ACTIVITY -
In the records below, find the line with "wanted | a marker on every instance of the forehead", then retype it and every following line exactly, stopping after the line with "sample | <point>459,350</point>". Leave the pictures out.

---------- RECORDS SUPPLIED ----------

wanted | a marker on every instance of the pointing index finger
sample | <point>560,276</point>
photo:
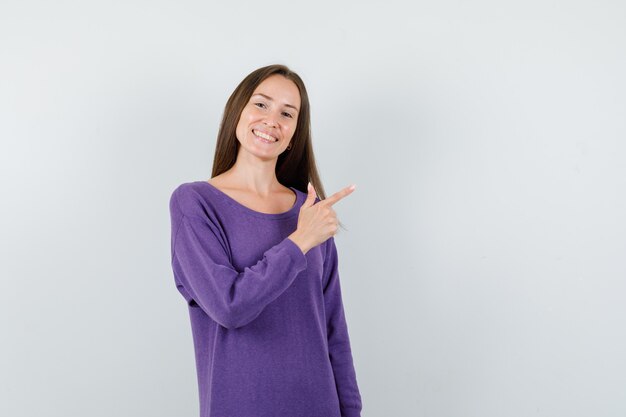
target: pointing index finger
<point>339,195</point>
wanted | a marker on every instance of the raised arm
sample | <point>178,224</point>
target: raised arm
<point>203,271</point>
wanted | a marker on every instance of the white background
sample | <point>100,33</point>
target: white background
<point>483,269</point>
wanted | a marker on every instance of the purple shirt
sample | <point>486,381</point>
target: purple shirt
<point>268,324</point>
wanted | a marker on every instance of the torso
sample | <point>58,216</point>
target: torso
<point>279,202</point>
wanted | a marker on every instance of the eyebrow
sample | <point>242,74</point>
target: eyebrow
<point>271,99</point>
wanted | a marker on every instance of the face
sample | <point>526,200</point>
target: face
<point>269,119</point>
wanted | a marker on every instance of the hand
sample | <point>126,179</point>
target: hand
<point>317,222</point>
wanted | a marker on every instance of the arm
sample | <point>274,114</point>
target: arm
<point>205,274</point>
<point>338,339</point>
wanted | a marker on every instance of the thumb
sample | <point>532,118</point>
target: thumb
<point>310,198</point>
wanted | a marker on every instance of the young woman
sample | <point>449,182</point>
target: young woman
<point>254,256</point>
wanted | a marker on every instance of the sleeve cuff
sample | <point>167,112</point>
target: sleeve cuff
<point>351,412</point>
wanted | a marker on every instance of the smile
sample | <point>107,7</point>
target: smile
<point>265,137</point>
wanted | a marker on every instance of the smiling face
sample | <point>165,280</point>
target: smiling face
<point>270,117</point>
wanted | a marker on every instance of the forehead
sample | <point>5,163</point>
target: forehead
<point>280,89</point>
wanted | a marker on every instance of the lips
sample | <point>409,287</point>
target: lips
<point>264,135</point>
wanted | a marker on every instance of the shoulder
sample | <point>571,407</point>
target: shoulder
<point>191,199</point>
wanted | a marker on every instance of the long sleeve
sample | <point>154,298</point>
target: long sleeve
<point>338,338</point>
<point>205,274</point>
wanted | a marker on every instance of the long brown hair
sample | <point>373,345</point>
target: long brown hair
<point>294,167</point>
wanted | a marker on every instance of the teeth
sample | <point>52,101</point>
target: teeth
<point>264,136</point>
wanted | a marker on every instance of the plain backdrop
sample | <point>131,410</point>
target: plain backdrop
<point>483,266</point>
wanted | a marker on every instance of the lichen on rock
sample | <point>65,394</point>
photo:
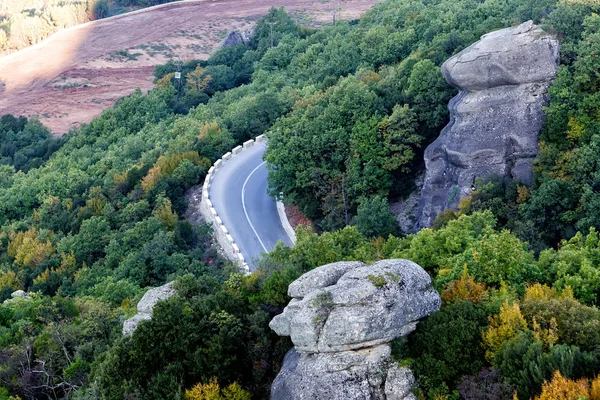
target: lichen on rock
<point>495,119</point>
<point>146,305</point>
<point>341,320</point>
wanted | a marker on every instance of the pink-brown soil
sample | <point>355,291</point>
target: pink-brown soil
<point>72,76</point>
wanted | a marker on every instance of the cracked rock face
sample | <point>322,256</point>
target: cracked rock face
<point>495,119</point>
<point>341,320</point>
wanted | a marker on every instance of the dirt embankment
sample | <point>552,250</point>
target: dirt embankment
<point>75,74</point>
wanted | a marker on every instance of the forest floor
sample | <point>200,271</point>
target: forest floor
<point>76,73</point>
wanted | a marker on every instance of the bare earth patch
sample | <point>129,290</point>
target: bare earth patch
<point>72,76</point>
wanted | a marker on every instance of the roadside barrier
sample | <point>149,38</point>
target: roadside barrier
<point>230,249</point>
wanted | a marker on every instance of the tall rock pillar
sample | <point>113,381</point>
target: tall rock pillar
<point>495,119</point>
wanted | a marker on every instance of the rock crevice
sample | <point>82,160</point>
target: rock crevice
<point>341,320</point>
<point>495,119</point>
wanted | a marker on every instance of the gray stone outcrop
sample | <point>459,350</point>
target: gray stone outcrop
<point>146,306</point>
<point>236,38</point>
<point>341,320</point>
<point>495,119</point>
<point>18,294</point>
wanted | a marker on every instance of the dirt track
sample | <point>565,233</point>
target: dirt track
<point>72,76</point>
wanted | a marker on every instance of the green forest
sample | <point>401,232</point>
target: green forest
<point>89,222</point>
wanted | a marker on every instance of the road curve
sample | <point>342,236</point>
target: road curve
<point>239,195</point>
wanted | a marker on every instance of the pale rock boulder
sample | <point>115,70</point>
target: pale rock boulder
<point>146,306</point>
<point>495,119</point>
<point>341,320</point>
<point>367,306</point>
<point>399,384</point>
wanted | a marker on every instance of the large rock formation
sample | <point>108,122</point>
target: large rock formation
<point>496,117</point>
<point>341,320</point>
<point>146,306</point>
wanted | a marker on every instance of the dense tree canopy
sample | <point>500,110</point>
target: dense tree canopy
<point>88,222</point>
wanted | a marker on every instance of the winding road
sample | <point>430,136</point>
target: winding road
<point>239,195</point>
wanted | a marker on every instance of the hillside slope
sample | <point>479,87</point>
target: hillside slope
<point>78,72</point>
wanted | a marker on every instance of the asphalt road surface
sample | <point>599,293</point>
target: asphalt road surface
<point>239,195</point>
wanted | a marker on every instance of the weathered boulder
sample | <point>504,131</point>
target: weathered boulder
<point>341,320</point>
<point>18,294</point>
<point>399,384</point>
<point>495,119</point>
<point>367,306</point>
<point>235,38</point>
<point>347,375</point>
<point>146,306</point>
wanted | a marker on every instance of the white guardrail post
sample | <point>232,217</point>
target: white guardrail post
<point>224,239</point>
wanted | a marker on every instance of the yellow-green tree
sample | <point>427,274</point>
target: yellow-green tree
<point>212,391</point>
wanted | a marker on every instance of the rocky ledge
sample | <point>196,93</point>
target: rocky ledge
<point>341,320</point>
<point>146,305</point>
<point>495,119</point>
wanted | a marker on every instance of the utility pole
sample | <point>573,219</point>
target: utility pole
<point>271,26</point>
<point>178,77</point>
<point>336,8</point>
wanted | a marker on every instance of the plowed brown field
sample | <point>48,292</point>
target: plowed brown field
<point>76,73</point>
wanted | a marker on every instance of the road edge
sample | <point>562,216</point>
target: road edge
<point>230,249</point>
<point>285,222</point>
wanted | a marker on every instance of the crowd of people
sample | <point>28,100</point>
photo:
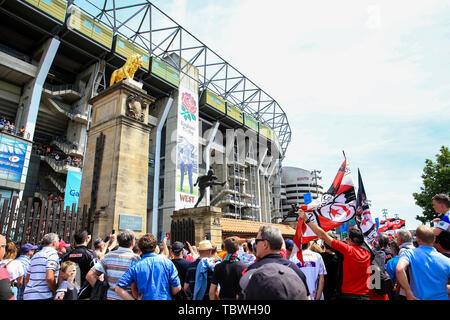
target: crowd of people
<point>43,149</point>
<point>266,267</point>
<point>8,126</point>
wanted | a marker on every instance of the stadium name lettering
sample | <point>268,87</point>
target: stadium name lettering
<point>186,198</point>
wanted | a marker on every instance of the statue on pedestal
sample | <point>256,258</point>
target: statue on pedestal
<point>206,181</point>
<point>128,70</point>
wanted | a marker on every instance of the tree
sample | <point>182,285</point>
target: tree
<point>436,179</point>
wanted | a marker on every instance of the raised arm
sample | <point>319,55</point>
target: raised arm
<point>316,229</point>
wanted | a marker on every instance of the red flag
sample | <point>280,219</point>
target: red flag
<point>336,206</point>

----------
---------- RECORDS SUPPLIED ----------

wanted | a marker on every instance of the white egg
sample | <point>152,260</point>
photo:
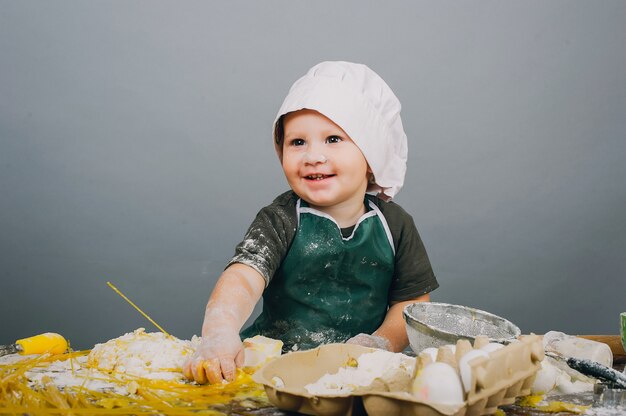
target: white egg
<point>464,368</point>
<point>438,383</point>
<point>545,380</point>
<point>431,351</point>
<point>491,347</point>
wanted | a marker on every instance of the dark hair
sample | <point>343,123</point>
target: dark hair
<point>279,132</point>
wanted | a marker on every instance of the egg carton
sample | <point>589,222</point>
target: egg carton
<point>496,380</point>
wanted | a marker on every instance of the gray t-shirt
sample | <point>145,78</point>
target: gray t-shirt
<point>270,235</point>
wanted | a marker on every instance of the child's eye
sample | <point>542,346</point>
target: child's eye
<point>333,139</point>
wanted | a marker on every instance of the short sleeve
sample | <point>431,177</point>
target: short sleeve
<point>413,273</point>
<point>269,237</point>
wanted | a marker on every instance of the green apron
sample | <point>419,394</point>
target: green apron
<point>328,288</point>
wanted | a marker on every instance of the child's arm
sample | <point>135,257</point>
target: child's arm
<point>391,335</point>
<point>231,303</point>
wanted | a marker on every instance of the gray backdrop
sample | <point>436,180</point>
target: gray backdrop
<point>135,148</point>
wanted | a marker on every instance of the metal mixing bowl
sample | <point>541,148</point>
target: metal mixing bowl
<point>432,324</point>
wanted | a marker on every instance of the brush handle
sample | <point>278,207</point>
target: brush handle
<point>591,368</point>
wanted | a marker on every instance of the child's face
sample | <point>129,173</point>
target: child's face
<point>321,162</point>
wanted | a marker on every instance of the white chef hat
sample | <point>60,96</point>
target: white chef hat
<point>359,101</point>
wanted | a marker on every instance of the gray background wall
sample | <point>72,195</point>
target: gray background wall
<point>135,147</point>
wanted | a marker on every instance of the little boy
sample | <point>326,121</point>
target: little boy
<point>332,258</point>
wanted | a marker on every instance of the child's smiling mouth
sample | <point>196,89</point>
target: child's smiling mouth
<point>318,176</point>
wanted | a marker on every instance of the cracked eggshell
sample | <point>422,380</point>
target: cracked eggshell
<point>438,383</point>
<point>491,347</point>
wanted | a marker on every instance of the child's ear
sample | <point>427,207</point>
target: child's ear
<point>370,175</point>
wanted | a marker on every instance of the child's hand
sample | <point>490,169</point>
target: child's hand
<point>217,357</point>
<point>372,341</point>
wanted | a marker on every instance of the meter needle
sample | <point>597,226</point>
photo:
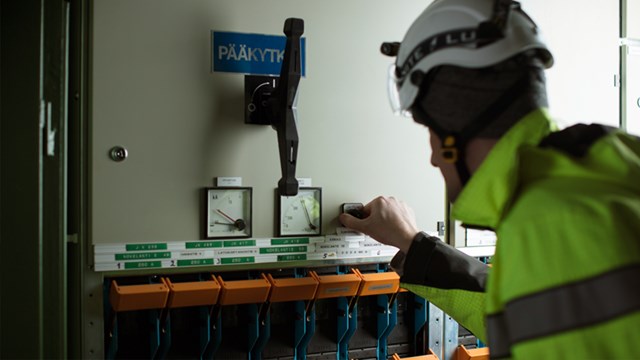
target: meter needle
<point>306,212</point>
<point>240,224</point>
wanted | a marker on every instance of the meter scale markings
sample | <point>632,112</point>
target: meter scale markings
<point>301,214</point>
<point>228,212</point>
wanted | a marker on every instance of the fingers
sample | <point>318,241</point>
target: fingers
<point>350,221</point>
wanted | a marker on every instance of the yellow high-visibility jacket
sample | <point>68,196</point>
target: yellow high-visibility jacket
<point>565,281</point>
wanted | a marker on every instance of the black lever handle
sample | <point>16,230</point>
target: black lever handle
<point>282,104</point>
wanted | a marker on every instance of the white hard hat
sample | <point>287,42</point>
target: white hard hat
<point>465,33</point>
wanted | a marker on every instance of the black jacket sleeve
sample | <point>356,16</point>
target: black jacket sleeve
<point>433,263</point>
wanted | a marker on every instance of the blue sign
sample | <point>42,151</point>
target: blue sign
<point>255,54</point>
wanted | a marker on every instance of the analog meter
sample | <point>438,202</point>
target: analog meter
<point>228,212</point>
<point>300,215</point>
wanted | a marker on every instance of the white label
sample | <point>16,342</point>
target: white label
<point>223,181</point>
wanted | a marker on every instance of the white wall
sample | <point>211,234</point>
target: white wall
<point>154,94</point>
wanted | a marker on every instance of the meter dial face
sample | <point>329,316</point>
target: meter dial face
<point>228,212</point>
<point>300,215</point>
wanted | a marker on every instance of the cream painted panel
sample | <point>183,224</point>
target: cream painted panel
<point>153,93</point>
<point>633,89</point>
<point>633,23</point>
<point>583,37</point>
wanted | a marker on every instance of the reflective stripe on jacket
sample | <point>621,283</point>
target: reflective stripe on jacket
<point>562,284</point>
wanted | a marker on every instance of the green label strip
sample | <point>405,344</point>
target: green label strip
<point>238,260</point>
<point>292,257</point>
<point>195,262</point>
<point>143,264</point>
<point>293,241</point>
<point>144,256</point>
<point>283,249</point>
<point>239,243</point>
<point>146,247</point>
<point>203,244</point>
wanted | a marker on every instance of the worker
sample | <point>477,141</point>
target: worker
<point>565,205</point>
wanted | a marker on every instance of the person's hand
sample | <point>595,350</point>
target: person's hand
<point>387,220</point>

----------

RESULT -
wanted | a marker on every instance of the forehead
sample | <point>5,163</point>
target: forehead
<point>280,89</point>
wanted | a marker on every instance of the lips
sample | <point>409,287</point>
target: lips
<point>264,135</point>
wanted | a marker on every instance of the shoulder
sample | <point>571,407</point>
target: shoulder
<point>191,199</point>
wanted | a marker on every instance of the long sleeve
sample | <point>154,298</point>
target: long sleeve
<point>338,338</point>
<point>205,274</point>
wanted | a marker on every instance of the long brown hair
sample | <point>373,345</point>
target: long brown hair
<point>294,167</point>
wanted | a marker on every instance of the teeth
sample | <point>52,101</point>
target: teeth
<point>264,136</point>
wanted | a marker on every instance of the plain backdrop
sample | <point>131,410</point>
target: plain backdrop
<point>483,266</point>
wanted | a marker on every instance of the lichen on rock
sample | <point>65,394</point>
photo:
target: lichen on rock
<point>495,119</point>
<point>146,305</point>
<point>341,320</point>
wanted | a marker on every instance of the pink-brown soil
sample | <point>355,291</point>
target: pink-brown soil
<point>72,76</point>
wanted | a marker on every instance of the cracked rock face
sample | <point>322,256</point>
target: cracked rock face
<point>495,119</point>
<point>341,320</point>
wanted | a marker on every instance of the dirt embankment
sample | <point>552,250</point>
target: dirt embankment
<point>75,74</point>
wanted | a marker on every instance of the forest floor
sample | <point>200,271</point>
target: forest floor
<point>76,73</point>
wanted | a marker on every instance of the bare earth patch
sample | <point>129,290</point>
target: bare earth patch
<point>72,76</point>
wanted | a marker on every instance of the roadside barrier
sample | <point>149,38</point>
target: roadside barrier
<point>230,249</point>
wanted | a marker on every instance of the tall rock pillar
sample | <point>113,381</point>
target: tall rock pillar
<point>495,119</point>
wanted | a marker on every instance of the rock crevice
sample | <point>82,160</point>
target: rock crevice
<point>341,320</point>
<point>495,119</point>
wanted | a marker on every instance of the gray stone outcrop
sample | <point>459,350</point>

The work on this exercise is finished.